JOB 1. In the Glasgow by-election text, why might a spoiler effect from the "Independent Green Voice" candidate fail this time?
JOB 2. Continue the piece on the Glasgow by-election from its last sentence.

As you’d expect in one of the big cities, we’ve got the full Holyrood 5 here, though this is a notably short ballot by the standards of Glasgow by-elections. The only other folk standing are odd fringe candidates both playing up “we’re the real Greens” angles of the back of this being the Greenest ward in Scotland. One of them is a notional Independent with the backing of the Freedom Alliance, their election agent being that party’s candidate from the South Kintyre by-election. I ask you all to pray for my email inbox, that being the case…

The other is head of “Independent Green Voice”, a deceptively named far right party without any meaningful existence. They got a bit of spotlight in 2021 for having managed to confuse just enough voters to cost the actual Scottish Green Party certainly one (South) and possibly two (Glasgow) MSPs.  If you think voters did actually intend on voting for a party whose sole online presence is a manifesto from 2007, I have some very reasonably priced magic beans I’m sure you’ll be interested in!

If the aim is to similarly act as a spoiler here, they might be tripped up by STV allowing confused voters the safe option of a 1-2 vote. That’ll perhaps comfort the Greens enough that they won’t be trying to see if they can do a repeat of a rather more famous Hillhead by-election (which had two Roy Jenkins on the paper) and get permission to put up signs saying “the real Green Party candidate is Seonad Hoy.”

GIVEN ENTRIES.
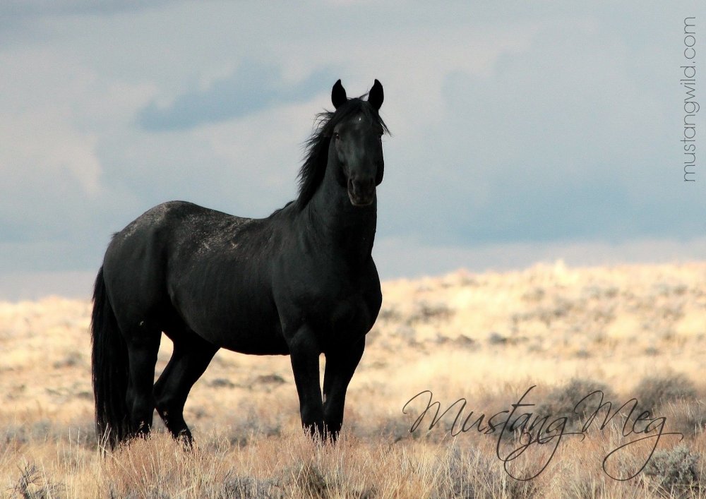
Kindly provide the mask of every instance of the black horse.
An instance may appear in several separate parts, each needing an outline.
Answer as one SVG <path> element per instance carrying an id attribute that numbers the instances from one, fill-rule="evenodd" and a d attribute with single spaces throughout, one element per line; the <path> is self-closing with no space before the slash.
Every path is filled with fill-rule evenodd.
<path id="1" fill-rule="evenodd" d="M 387 128 L 377 80 L 367 100 L 348 99 L 339 80 L 331 100 L 295 201 L 263 219 L 172 201 L 113 236 L 91 324 L 96 428 L 111 447 L 148 433 L 155 408 L 191 445 L 184 403 L 220 348 L 289 355 L 302 425 L 335 440 L 382 301 L 371 252 Z M 162 332 L 174 352 L 155 383 Z"/>

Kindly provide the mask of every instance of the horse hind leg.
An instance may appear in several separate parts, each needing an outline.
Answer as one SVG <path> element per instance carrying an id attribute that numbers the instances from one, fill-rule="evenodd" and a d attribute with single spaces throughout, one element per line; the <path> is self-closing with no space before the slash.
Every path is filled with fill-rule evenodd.
<path id="1" fill-rule="evenodd" d="M 128 380 L 126 395 L 132 435 L 146 435 L 152 427 L 155 410 L 152 383 L 162 331 L 140 321 L 126 337 Z"/>
<path id="2" fill-rule="evenodd" d="M 184 406 L 191 387 L 203 374 L 218 348 L 196 333 L 174 339 L 174 351 L 155 384 L 157 411 L 176 440 L 191 447 L 191 432 L 184 419 Z"/>

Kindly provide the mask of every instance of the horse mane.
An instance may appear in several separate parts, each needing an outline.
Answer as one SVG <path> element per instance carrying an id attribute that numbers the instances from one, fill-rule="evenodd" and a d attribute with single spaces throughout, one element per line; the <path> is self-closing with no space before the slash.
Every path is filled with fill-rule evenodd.
<path id="1" fill-rule="evenodd" d="M 323 180 L 328 162 L 328 145 L 333 135 L 333 128 L 349 117 L 363 113 L 372 123 L 383 128 L 383 132 L 390 133 L 380 114 L 367 101 L 363 100 L 366 95 L 349 99 L 335 111 L 324 111 L 316 115 L 316 129 L 304 143 L 304 161 L 299 170 L 299 195 L 296 207 L 301 211 L 313 197 L 319 184 Z"/>

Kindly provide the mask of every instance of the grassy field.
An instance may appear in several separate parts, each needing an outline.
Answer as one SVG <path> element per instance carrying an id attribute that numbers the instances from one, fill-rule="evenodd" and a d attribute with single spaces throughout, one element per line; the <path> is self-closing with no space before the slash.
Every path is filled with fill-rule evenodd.
<path id="1" fill-rule="evenodd" d="M 559 262 L 383 292 L 335 447 L 303 435 L 288 357 L 222 351 L 186 404 L 193 452 L 157 423 L 104 456 L 90 303 L 0 303 L 0 497 L 706 498 L 706 263 Z M 501 434 L 533 386 L 510 419 L 528 433 Z M 594 390 L 609 412 L 596 395 L 575 412 Z"/>

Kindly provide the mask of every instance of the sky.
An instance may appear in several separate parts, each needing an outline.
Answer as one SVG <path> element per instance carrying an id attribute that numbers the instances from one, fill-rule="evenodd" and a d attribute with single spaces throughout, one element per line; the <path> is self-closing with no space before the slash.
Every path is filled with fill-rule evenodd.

TASK RESPONSE 1. The ward uses STV, so voters unsure which party is the real Greens can safely rank both as 1 and 2. A mistaken vote for the wrong party would then not cost the Scottish Green Party the way it did in 2021.

TASK RESPONSE 2.
Returning to the serious political parties, we’ve got a fair few returning faces from across the city here. Labour’s Ruth Hall stood in the Govan ward back in 2022. Conservative candidate Faten Hameed was the candidate for East Centre ward; she’d actually previously been a Labour member, contesting Glasgow Central for that party at the 2017 and 2019 UK elections. And Green Seonad Hoy stood in the neighbouring Canal ward. The SNP however have gone way off-trend here, as their candidate Malcolm McConnell is neither a 2022 candidate nor a woman with a surname beginning with H.

🔴Labour: Ruth Hall
🔵Conservative: Faten Hameed
🟢Green: Seonad Hoy
🟤Independent Green Voice: Alistair McConnachie
🟡SNP: Malcolm McConnell
🟠Lib Dem: Daniel O’Malley
Independent: Ryan McGinley

Analysis

In 2022 terms, the Greens’ solid first preference lead becomes a very comfortable margin indeed after transfers, beating the SNP by 48.9% to 33.4%, with 17.7% not transferring. Their margin against Labour would have been wider still, at 57.6% to 34.2%, leaving 8.2% spare. That means going into this by-election it’s the Greens that are the strict defending party in electoral terms. If they were to win this, it’d be a big moment for the party, giving them both their first ever by-election victory and first ever ward with two Green councillors (even were a sitting other party councillor to defect to the Greens, the party does not allow anyone not elected under their banner to formally designate as a Green). However, there are a couple of things counting against them.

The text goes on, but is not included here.